→ Task list:
A. From the text on telebiometrics and eHealth, list the actions through which Telebiometric enhanced networks are said to expedite crisis management after an ionizing radiation incident.
B. Extend the text on telebiometrics and eHealth, picking up after its final sentence.

In a recent case, after an ionizing radiation incident and the ensued confusion, Telebiometric enhanced networks can significantly expedite the time critical management of the crisis and optimizing the use of scarce resources by uniquely identifying patients, verifying identity, and evaluating quality of health (QOH) in a standardized reliable biometric protocol.

Standardization of Computational Telebiometry established by the ITU-T for Quantities and Units is critical for analyzing combined data from multiple sites to improve statistical analysis and share imaging data via telemedicine applications. Mining algorithms of the collected interoperable meta-data will improve the accuracy and correlate biological reaction under different scales of a radiation incident. Therefore as computational advancements evolve in computational biology, it is imperative that international standards be established for metrics of biology.
“How developing countries can benefit from eHealth – BDT approach”: Leonid Androuchko, ITU BDT, Rapporteur of Question 14 of ITU-D2

The advances in medical science, biomedical engineering on one side and information and telecommunication technology on the other side are offering today wide opportunities for improving access to and quality of health care. The ability of eHealth to facilitate healthcare irrespective of distance and availability of personnel on the site, make it attractive to developing countries. The review of BDT and ITU-D Study Group 2 activities in this field are presented.

→ Source information:
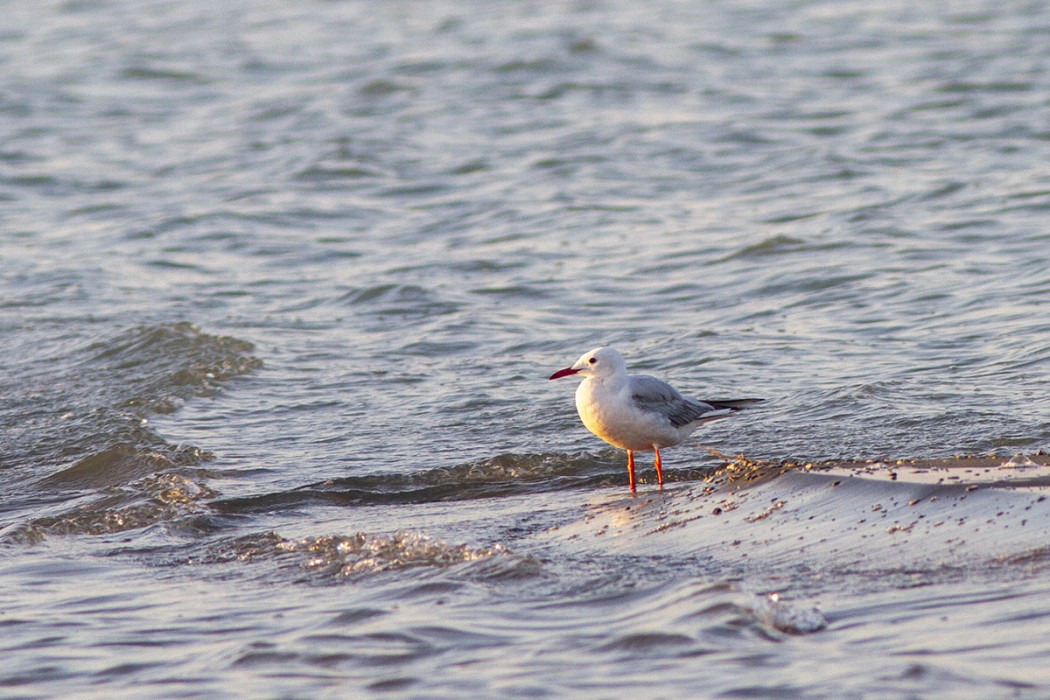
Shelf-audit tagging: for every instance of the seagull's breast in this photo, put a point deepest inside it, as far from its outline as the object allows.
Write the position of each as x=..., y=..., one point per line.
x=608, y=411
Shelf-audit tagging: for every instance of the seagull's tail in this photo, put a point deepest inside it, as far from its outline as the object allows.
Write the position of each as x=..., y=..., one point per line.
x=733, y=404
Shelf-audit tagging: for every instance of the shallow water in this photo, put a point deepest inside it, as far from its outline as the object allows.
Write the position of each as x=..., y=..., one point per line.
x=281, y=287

→ Answers for each item:
A.
- Uniquely identifying patients
- Verifying identity
- Evaluating quality of health (QOH)

B.
“The ITU-T protocols developed for e-Health and protection”, Halima Naboulsi, ISO TC 12

The ITU-T SG 17 currently develops a new set of Recommendations (X.th series). This set contains a main Recommendation (X.1092.1) which defines in ASN.1 an open and secure protocol. This protocol can be used to transmit medical data but also to do remote interventions with possibility of voice and video channels. The other parts of this set (X.1092.2 to X.1092.6) result of a collaboration with ISO TC 12 and IEC TC 25 and contains definitions of messages and quantities and units in specific areas as physics, chemistry, biology, culturology and psychology.

ITU-T SG 17 has also developed a Common Alerting Protocol (X.1303). This protocol, initially defined by OASIS defines an open protocol for all types of alerts and notifications. This protocol is compatible with all existing techniques of data transmission and can, from a single input, propagate an alert to all kinds of warning systems.
“Models of caregiving in nuclear accidents”: Enrico Staderini, MD Biomedical Engineer, Western Switzerland University of Applied Science HEIG-VD

Although models and plans for accident prevention and accidents management are compulsory part of any nuclear power plant management system, nevertheless it seems that any particular accident has different, peculiar characteristics which were often previously unaccounted for. In these cases the use of telemedicine devices appears quite important not only because the possible distance to overcome between the subject and the caregiver, but also for the impossibility of a full direct human interaction, due to the presence of contamination.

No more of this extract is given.